# MATERIAL TO PROCESS start
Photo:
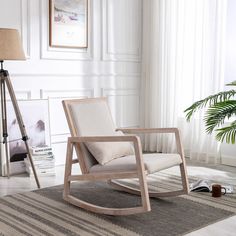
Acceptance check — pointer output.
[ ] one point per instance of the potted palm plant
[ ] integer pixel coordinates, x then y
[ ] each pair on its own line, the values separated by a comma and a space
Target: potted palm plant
220, 106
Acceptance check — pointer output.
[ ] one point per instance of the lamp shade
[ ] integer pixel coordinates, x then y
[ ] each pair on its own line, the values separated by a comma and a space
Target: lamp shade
10, 45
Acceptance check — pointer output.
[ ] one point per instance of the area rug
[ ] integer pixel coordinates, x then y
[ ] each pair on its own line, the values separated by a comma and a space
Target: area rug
43, 212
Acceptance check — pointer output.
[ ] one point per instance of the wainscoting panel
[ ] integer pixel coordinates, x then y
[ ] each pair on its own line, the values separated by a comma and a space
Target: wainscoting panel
124, 104
58, 125
122, 24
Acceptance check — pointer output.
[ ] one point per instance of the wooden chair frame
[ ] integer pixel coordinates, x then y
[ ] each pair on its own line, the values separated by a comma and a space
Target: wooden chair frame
139, 173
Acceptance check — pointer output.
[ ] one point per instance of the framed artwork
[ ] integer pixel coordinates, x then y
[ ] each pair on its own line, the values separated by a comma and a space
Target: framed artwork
68, 23
35, 115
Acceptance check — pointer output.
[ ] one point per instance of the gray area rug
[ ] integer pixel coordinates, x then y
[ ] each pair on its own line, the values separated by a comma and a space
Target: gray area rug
43, 212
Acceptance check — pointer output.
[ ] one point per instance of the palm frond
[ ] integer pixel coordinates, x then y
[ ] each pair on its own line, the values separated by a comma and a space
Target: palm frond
209, 101
217, 113
232, 83
227, 133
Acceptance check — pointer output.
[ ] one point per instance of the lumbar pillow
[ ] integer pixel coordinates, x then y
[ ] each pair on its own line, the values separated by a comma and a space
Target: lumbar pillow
104, 152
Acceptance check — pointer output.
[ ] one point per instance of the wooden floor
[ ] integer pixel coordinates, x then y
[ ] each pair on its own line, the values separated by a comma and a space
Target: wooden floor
227, 227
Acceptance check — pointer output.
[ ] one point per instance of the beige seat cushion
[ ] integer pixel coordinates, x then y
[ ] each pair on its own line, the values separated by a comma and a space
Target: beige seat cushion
153, 162
93, 118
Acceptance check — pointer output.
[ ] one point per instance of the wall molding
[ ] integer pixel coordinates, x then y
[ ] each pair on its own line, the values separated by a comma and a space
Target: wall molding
25, 26
20, 95
47, 52
107, 53
56, 94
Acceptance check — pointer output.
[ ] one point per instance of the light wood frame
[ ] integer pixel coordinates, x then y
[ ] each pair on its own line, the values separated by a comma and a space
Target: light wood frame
110, 177
51, 26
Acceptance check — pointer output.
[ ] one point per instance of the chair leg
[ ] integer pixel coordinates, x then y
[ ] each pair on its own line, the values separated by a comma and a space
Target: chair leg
68, 168
184, 177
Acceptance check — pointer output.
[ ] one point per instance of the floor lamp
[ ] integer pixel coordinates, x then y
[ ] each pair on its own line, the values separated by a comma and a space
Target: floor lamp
11, 49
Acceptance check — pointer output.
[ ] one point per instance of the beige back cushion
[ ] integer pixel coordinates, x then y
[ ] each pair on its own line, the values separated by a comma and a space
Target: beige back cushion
92, 117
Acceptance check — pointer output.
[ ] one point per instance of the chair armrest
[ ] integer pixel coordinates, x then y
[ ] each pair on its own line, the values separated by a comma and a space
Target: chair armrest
120, 138
147, 130
124, 138
176, 131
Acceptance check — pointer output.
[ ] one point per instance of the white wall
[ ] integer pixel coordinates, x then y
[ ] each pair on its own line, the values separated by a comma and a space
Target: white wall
109, 67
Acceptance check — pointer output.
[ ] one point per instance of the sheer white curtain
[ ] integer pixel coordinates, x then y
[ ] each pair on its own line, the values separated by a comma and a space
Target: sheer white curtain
183, 61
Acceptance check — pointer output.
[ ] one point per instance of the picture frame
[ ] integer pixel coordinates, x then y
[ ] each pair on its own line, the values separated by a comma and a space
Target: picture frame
68, 23
35, 115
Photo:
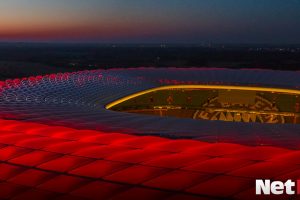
# MATERIAL TO PROCESS end
How many lines in the data above contain the string "area"? Reply with the number only.

4